:: Excerpted data ::
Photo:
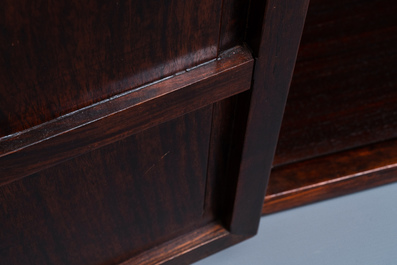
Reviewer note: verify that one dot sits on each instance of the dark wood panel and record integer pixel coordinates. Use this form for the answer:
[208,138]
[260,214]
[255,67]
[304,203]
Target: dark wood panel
[330,176]
[188,248]
[59,56]
[108,204]
[281,31]
[343,92]
[233,24]
[187,92]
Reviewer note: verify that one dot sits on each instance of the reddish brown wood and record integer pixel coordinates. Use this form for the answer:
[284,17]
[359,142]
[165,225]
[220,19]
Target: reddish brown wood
[330,176]
[126,115]
[343,92]
[57,57]
[187,248]
[233,24]
[281,32]
[114,202]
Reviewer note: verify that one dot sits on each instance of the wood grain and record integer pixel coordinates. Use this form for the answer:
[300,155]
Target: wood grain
[331,176]
[187,248]
[343,92]
[112,203]
[57,57]
[233,24]
[123,116]
[281,31]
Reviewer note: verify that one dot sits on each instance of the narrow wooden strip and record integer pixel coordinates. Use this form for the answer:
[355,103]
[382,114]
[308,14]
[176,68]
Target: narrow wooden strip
[123,116]
[227,61]
[330,176]
[171,250]
[281,32]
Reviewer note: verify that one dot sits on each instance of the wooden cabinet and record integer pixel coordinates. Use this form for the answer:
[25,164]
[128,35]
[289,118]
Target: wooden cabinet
[340,123]
[143,132]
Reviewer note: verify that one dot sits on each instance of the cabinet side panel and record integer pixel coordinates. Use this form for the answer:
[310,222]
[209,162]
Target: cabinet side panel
[344,90]
[59,56]
[109,204]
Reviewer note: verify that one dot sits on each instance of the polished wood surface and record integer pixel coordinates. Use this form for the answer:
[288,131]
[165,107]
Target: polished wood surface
[115,119]
[138,132]
[340,124]
[343,92]
[274,65]
[60,56]
[113,202]
[332,175]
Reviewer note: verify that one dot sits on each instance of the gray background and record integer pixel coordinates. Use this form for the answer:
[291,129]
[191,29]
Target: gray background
[355,229]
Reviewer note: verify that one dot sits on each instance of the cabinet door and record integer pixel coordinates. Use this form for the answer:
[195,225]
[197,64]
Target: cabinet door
[133,132]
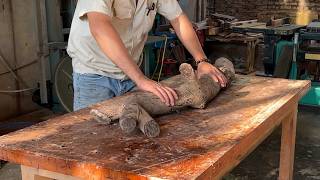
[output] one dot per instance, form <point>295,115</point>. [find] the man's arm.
<point>187,35</point>
<point>111,44</point>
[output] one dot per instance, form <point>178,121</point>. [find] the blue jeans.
<point>90,89</point>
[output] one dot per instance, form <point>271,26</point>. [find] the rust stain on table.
<point>191,141</point>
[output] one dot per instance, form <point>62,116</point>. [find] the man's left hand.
<point>215,73</point>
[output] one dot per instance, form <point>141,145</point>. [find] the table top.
<point>193,143</point>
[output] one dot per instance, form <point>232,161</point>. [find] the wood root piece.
<point>137,108</point>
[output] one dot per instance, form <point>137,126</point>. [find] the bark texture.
<point>136,109</point>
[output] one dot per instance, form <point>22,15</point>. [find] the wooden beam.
<point>288,140</point>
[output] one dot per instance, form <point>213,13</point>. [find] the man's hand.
<point>215,73</point>
<point>166,94</point>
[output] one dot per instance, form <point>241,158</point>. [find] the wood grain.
<point>193,144</point>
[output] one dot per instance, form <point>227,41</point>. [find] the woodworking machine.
<point>309,61</point>
<point>272,37</point>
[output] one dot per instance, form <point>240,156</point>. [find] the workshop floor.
<point>262,164</point>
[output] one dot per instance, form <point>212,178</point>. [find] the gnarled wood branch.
<point>137,108</point>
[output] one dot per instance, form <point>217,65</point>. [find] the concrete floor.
<point>263,163</point>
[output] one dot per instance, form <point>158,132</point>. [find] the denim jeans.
<point>90,89</point>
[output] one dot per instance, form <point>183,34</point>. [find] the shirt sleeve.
<point>170,9</point>
<point>101,6</point>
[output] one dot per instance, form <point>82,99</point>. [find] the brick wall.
<point>299,10</point>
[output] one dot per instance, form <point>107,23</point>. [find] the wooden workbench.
<point>194,144</point>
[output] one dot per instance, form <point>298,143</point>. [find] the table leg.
<point>288,140</point>
<point>29,173</point>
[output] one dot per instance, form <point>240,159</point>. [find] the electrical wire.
<point>18,91</point>
<point>163,55</point>
<point>164,46</point>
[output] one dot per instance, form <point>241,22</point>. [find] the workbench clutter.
<point>137,109</point>
<point>218,38</point>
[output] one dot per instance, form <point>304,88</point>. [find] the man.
<point>106,40</point>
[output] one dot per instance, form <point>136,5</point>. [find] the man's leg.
<point>90,89</point>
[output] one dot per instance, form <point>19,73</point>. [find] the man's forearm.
<point>188,37</point>
<point>111,44</point>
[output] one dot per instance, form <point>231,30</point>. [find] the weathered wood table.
<point>194,144</point>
:::
→ **Prompt**: Select and copy every line of the material that holds the string "coordinates".

→ **Answer box**:
Reviewer note: verify that one dot sits on each instance of the dark wood panel and record integer pixel coordinates. Use this form for the answer:
Reviewer note: verify that one dot sits on each instance of the reddish brown wood and record integer pixel coordinates. Use this form for the answer:
Reviewer note: verify that one dot sits on each instance of the wood grain and record integer pixel coordinates. Use this form for the answer:
Reviewer note: verify that one dot sits on each instance of the narrow wooden strip and record integer pixel coordinates. Use this form for the answer:
Reviewer note: verify that one dot sits on each instance of the wooden cabinet and record integer pixel coordinates. Use this form for the answer:
Reviewer note: verify that one dot sits on each instance of the cabinet side panel and record integer pixel coordinates. Use this form for the answer:
Reviewer note: verify that one dot sits on each instance of the polished wood surface and record integer pixel coordinates. Use this form for the answer:
Reviewer note: verify that one dot sits on each instance of the gray background and record integer pixel coordinates. Use this form for the answer:
Reviewer note: verify that one dot sits on each instance of the cabinet door and record integer pixel coordinates. Use this form for the answer:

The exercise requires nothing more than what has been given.